Dataset items:
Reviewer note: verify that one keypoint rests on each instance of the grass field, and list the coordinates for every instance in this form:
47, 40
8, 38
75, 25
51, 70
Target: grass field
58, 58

• The task
The full set of records above must be reproduced exactly in the reply.

• Answer to the exercise
Reviewer note: verify that one keypoint rests on each instance of the grass field, and list the coordinates for every instance in this form:
47, 40
8, 38
75, 25
51, 70
Target: grass field
58, 58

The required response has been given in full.